Page extract
——————————
Coin WorldThursday, May 1, 2025 4:33 am ET
2min read

Cryptocurrency adoption faces significant hurdles due to fragmentation and complex user experiences, as highlighted in a recent industry report. The lack of interoperability across different blockchains necessitates users to manage multiple wallets, with the number of users employing at least two wallets increasing by 16% over the past year. According to a report by onchain user experience platform Reown and crypto intelligence firm Nansen, 62% of crypto users reported using at least two wallets over the past three months, up from 45% in 2024. This trend underscores the growing complexity and the need for more integrated solutions in the crypto space.

Security and user experience remain top concerns for crypto users. More than 18% of respondents cited security as their primary worry, while 10.6% pointed to poor user experience as a major issue. These concerns highlight the need for more robust and user-friendly wallet solutions that can address both security and usability challenges.

AI integration is emerging as a potential breakthrough for crypto wallets. Eowyn Chen, the CEO at Trust Wallet, noted that wallets are evolving from simple asset storage tools to primary gateways for Web3 services, including digital identity, financial products, governance, and gaming. Chen emphasized that integrating AI agents could help users navigate Web3 as easily as they shop online, while also reducing risks from scams such as phishing attacks. These scams often involve tricking victims into sending assets to fake wallet addresses, making security a critical concern.

Ask Aime: "Are cryptocurrency wallets getting smarter with AI integration?"
——————————
Description of the task
Quote the crypto wallet article word for word, from "Security and user" up to and including "and usability challenges.".
——————————
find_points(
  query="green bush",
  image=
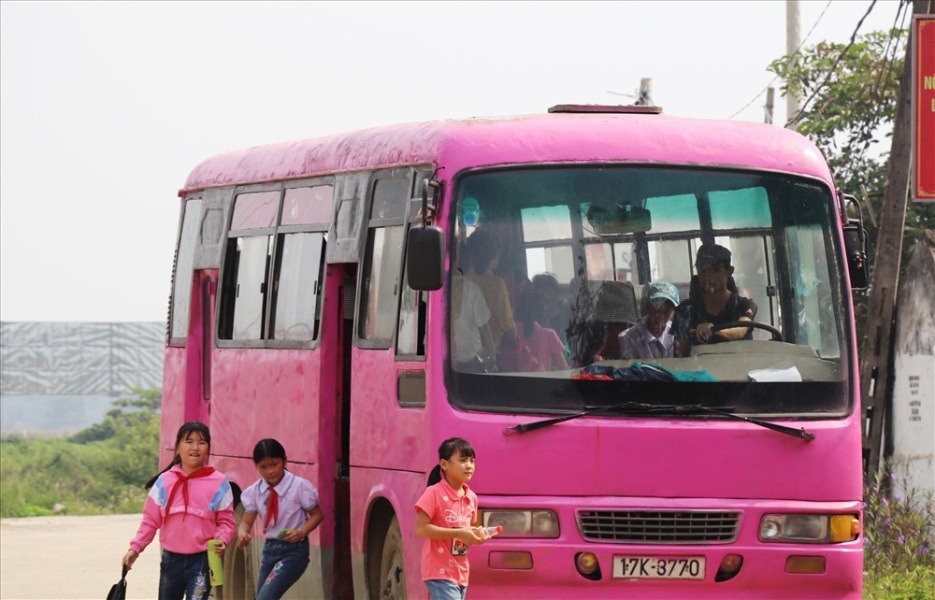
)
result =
(100, 470)
(899, 534)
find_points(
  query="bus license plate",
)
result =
(659, 567)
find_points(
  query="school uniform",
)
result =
(187, 510)
(283, 562)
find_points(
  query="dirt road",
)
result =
(46, 558)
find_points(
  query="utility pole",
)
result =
(793, 41)
(646, 92)
(876, 357)
(770, 95)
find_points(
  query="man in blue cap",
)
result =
(714, 301)
(650, 337)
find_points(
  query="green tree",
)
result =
(100, 470)
(850, 92)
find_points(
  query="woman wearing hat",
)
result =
(715, 303)
(650, 337)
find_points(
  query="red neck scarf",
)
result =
(272, 508)
(182, 482)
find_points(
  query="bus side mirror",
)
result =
(425, 253)
(855, 245)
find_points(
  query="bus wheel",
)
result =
(392, 568)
——————————
Written response
Security and user experience remain top concerns for crypto users. More than 18% of respondents cited security as their primary worry, while 10.6% pointed to poor user experience as a major issue. These concerns highlight the need for more robust and user-friendly wallet solutions that can address both security and usability challenges.